Skip to Content

FREE CONSULTATION | Call 510.350.7517 CONSULTA GRATUITA | Llame 510.350.7517

Section 1983 claims against a municipality or its subcontractor

Under Section 1983, a government entity—such as a city or county—cannot be held indirectly responsible for its officers’ actions.  Monell v. Dep’t of Social Servs., 436 U.S. 658, 690 (1978).  But a government entity may be held directly responsible where a policy, custom, or practice is the “moving force” behind a constitutional violation. A custom is a widespread practice, and a municipality may be sued directly for a custom that has caused the person’s harm.  A person may prove the existence of a custom or informal policy by showing evidence of repeated constitutional violations for which the municipality did not punish the officers.

To hold a public entity liable, the police-misconduct victim must demonstrate that the unlawful government action was part of the public entity’s policy or custom, and that a connection existed between the specific policy or custom and the injury.  To prove a custom, a person must put forth evidence showing the existence of “practices of sufficient duration, frequency and consistency that the conduct has become a traditional method of carrying out policy.”  Trevino v. Gates, 99 F.3d 911, 918 (9th Cir. 1996).  

For example, a police-misconduct victim might be able to prove that the “code of silence”—according to which an officer does not provide adverse information against a fellow officer—caused her injury.  To do so, she would present evidence of an officer’s (or multiple officers’) tenure and prior history of bad acts; testimony from officers acknowledging the existence of a “code of silence;” expert testimony regarding the existence of a “code of silence;” and other evidence demonstrating that officers have not reported known instances of misconduct through the chain of command.

Final policymaker’s act

A final policymaker’s act may also make a municipality liable.  To prevail on such a theory, a person must prove—more likely than not—that:

  • The final policymaker acted under color of state law;
  • The act deprived the person of particular federal or constitutional rights;
  • The final policymaker possessed final policymaking authority from the municipality’s local governing body regarding these acts;
  • When the final policymaker engaged in these acts, she was acting as a final policymaker for the defendant municipality; and
  • The final policymaker caused the deprivation of the person’s rights; that is, the final policymaker’s act was so closely related to the deprivation of the person’s rights as to be the “moving force” that caused the ultimate injury.

-=-=-

● **Work order 1**
In one to three sentences, explain why, according to the page on Section 1983 claims, a police-misconduct victim would offer evidence that officers have not reported known instances of misconduct through the chain of command.
● **Work order 2**
From the page on Section 1983 claims, list everything a person must prove, more likely than not, to make a municipality liable for a final policymaker's act.
● **Work order 3**
Translate this sentence from the page on Section 1983 claims into Spanish: "A custom is a widespread practice, and a municipality may be sued directly for a custom that has caused the person’s harm."
Use only the page on Section 1983 claims above to complete each task.

● **Data provided**
-=-=-

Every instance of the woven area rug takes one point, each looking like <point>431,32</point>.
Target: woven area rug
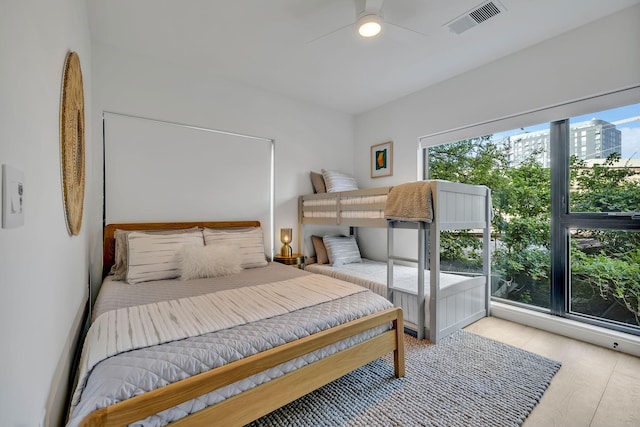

-=-=-

● **Task response 1**
Such evidence helps the victim prove that a "code of silence" caused her injury. Under that code, an officer does not provide adverse information against a fellow officer. Showing that a custom like this caused the injury is a way to hold the public entity directly responsible.

● **Task response 2**
- The final policymaker acted under color of state law.
- The act deprived the person of particular federal or constitutional rights.
- The final policymaker possessed final policymaking authority from the municipality's local governing body regarding these acts.
- When engaging in these acts, the final policymaker was acting as a final policymaker for the defendant municipality.
- The final policymaker caused the deprivation of the person's rights. This means the act was so closely related to the deprivation as to be the "moving force" that caused the ultimate injury.

● **Task response 3**
Una costumbre es una práctica generalizada, y un municipio puede ser demandado directamente por una costumbre que haya causado el daño a la persona.